## ФРАГМЕНТ ДОКУМЕНТА
Сценическое пространство текста лишено рампы: позади текста отнюдь не скрывается некий активный субъект (автор), а перед ним не располагается некий объект (читатель); субъект и объект здесь отсутствуют. Текст сокрушает грамматические отношения: текст – это то неделимое око, о котором говорит один восторженный автор (Ангелус Силезиус): "Глаз, коим я взираю на Бога, есть тот же самый глаз, коим он взирает на меня".

Говорят, что, рассуждая о тексте, арабские эрудиты употребляли замечательное выражение: достоверное тело. Что же это за тело? Ведь у нас их несколько; прежде всего, это тело, с которым имеют дело анатомы и физиологи, – тело, исследуемое и описываемое наукой; такое тело есть не что иное, как текст, каким он предстает взору грамматиков, критиков, комментаторов, филологов (это – фено-текст). Между тем у нас есть и другое тело – тело как источник наслаждения, образованное

473

исключительно эротическими функциями и не имеющее никакого отношения к нашему физиологическому телу: оно есть продукт иного способа членения и иного типа номинации; то же и текст: это всего лишь пространство, где свободно вспыхивают языковые огни (те самые живые огни, мерцающие зарницы, то тут, то там взметывающиеся всполохи, рассеянные по тексту, словно семена, и успешно заменяющие нам "semina aeternitatis"*, "zopyra" **, общие понятия, основополагающие принципы древней философии). Текст обладает человеческим обликом; быть может, это образ, анаграмма человеческого тела? Несомненно. Но речь идет именно о нашем эротическом теле. Удовольствие от текста несводимо к его грамматическому (фено-текстовому) функционированию, подобно тому как телесное удовольствие несводимо к физиологическим отправлениям организма.

Удовольствие от текста – это тот момент, когда мое тело начинает следовать своим собственным мыслям; ведь у моего тела отнюдь не те же самые мысли, что и у меня.

## ИЗВЛЕЧЁННЫЕ СТРОКИ
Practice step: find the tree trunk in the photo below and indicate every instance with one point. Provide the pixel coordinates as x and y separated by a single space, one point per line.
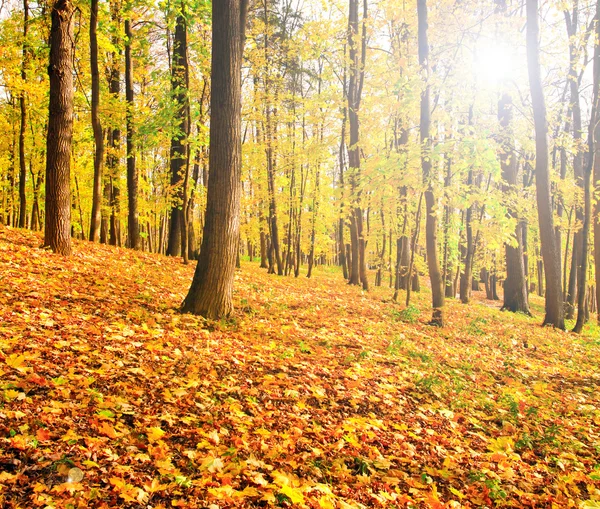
96 218
23 126
593 130
550 251
133 221
110 228
60 128
179 82
515 285
431 221
211 291
576 269
357 55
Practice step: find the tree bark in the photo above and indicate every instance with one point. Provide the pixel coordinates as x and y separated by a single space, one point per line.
133 220
60 128
23 126
431 226
576 269
210 294
591 155
515 285
179 82
96 218
550 251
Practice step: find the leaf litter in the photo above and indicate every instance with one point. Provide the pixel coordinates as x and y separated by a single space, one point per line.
314 394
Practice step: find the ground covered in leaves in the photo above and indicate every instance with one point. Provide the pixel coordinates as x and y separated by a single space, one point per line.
314 394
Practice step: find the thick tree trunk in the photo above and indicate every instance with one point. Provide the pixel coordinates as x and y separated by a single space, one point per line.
133 220
212 287
110 227
96 218
357 55
554 301
515 285
60 128
23 126
431 222
575 274
179 82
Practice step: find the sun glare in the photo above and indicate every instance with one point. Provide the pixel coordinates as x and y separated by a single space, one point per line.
495 63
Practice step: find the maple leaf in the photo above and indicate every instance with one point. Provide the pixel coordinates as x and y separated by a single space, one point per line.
154 434
294 494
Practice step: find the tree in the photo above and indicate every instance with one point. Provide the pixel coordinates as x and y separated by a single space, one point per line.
431 223
210 294
593 131
60 127
23 126
550 250
515 285
357 53
179 140
96 219
133 221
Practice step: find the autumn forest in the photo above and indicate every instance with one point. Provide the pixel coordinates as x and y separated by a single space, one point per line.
300 253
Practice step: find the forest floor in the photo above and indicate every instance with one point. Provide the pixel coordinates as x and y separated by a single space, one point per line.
314 394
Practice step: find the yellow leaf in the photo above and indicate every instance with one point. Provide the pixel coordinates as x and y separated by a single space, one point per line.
15 360
10 394
326 503
456 492
294 494
154 434
501 444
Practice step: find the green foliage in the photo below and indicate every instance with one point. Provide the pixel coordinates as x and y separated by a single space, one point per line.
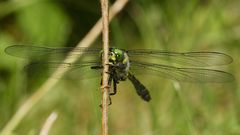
172 25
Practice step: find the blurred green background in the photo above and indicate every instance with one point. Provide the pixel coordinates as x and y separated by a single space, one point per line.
172 25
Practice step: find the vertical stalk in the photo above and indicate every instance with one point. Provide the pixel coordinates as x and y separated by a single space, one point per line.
105 87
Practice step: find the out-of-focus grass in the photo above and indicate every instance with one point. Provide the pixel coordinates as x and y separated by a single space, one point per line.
205 109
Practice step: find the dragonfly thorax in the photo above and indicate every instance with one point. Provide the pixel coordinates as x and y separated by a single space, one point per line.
118 64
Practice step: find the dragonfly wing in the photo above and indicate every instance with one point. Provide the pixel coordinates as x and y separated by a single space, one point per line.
49 54
193 59
181 74
75 71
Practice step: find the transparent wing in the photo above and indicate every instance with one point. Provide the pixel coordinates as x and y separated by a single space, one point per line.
49 54
181 74
193 59
81 70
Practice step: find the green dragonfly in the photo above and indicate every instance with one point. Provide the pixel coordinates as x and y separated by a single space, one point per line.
124 64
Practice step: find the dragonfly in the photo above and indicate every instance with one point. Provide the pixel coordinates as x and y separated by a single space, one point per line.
124 64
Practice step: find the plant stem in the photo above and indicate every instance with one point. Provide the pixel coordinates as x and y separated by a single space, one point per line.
105 87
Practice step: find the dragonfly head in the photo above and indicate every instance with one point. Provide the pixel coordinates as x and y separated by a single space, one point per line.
116 55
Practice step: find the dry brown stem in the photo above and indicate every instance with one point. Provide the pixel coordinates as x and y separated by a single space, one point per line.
105 87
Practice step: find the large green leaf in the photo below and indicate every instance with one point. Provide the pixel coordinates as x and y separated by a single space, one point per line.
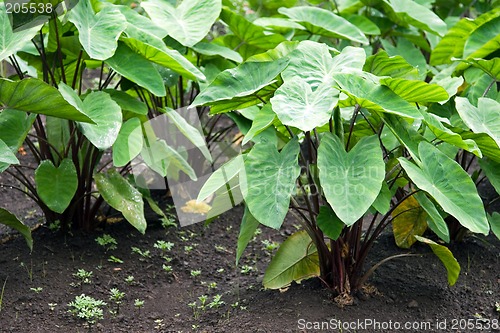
435 220
444 254
107 125
369 95
396 66
160 54
11 42
128 143
35 96
416 91
350 180
190 132
409 219
419 16
248 38
247 231
452 44
297 105
137 68
329 223
239 87
56 186
485 118
296 260
449 185
98 33
221 177
313 63
122 196
270 177
187 23
323 22
10 220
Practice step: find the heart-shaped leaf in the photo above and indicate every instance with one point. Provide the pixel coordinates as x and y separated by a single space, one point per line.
350 180
56 186
452 188
122 196
296 260
297 105
188 23
271 177
98 33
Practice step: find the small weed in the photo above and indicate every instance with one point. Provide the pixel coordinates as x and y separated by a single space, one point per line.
87 308
163 246
130 280
107 241
37 290
144 254
195 273
115 260
116 296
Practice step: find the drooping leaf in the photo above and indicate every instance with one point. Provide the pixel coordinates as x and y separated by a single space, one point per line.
449 185
189 131
237 88
137 69
297 105
122 196
35 96
322 22
98 33
485 118
211 49
188 23
128 143
296 260
6 155
329 223
452 44
350 180
10 220
221 177
56 186
375 97
271 177
107 125
11 42
416 91
419 16
444 254
409 219
435 221
396 66
166 57
247 231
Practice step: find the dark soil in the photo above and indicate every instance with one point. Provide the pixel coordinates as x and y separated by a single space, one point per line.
409 290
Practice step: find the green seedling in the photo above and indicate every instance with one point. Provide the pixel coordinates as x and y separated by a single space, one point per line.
116 296
163 246
87 308
84 276
107 242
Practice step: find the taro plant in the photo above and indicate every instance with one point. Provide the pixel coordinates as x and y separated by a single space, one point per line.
353 131
85 79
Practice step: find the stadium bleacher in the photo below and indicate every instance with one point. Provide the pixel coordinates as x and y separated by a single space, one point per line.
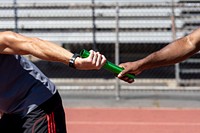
67 22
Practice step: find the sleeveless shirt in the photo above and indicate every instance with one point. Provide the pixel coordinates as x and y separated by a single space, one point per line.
22 85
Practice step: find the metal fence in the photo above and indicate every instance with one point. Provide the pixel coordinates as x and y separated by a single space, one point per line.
122 31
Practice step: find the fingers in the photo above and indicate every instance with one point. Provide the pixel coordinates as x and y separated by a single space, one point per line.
96 59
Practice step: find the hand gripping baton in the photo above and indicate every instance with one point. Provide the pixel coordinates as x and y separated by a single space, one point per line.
108 65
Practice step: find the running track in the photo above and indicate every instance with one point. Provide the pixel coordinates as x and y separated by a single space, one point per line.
132 120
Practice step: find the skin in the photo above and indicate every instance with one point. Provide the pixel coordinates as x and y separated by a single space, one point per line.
14 43
174 52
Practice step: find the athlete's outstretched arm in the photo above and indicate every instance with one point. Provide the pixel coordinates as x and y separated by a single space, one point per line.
14 43
174 52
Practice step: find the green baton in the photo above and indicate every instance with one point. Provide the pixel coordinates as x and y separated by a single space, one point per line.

## ЧТО СДЕЛАТЬ
#1 Повторите часть фрагмента об удовольствии от текста от слов «Удовольствие от текста –» до слов «что и у меня.» включительно.
#2 Для каждого утверждения определите, согласуется ли оно с фрагментом об удовольствии от текста, и подтвердите ответ точной цитатой.
(a) Арабские эрудиты, рассуждая о тексте, пользовались выражением «достоверное тело».
(b) Удовольствие от текста сводится к его грамматическому функционированию.
(c) Позади текста скрывается активный субъект, то есть автор.
#3 Ответьте на вопросы по фрагменту об удовольствии от текста.
(a) Кто назван во фрагменте восторженным автором?
(b) Как называется текст в том виде, в каком он предстает взору грамматиков, критиков, комментаторов и филологов?
(c) О каком теле идет речь, когда текст называют образом человеческого тела?

## ОТВЕТЫ НИЖЕ
#1
Удовольствие от текста – это тот момент, когда мое тело начинает следовать своим собственным мыслям; ведь у моего тела отнюдь не те же самые мысли, что и у меня.

#2
(a) Да: «арабские эрудиты употребляли замечательное выражение: достоверное тело».
(b) Нет: «Удовольствие от текста несводимо к его грамматическому (фено-текстовому) функционированию».
(c) Нет: «позади текста отнюдь не скрывается некий активный субъект (автор)».

#3
(a) Ангелус Силезиус.
(b) Фено-текст.
(c) О нашем эротическом теле.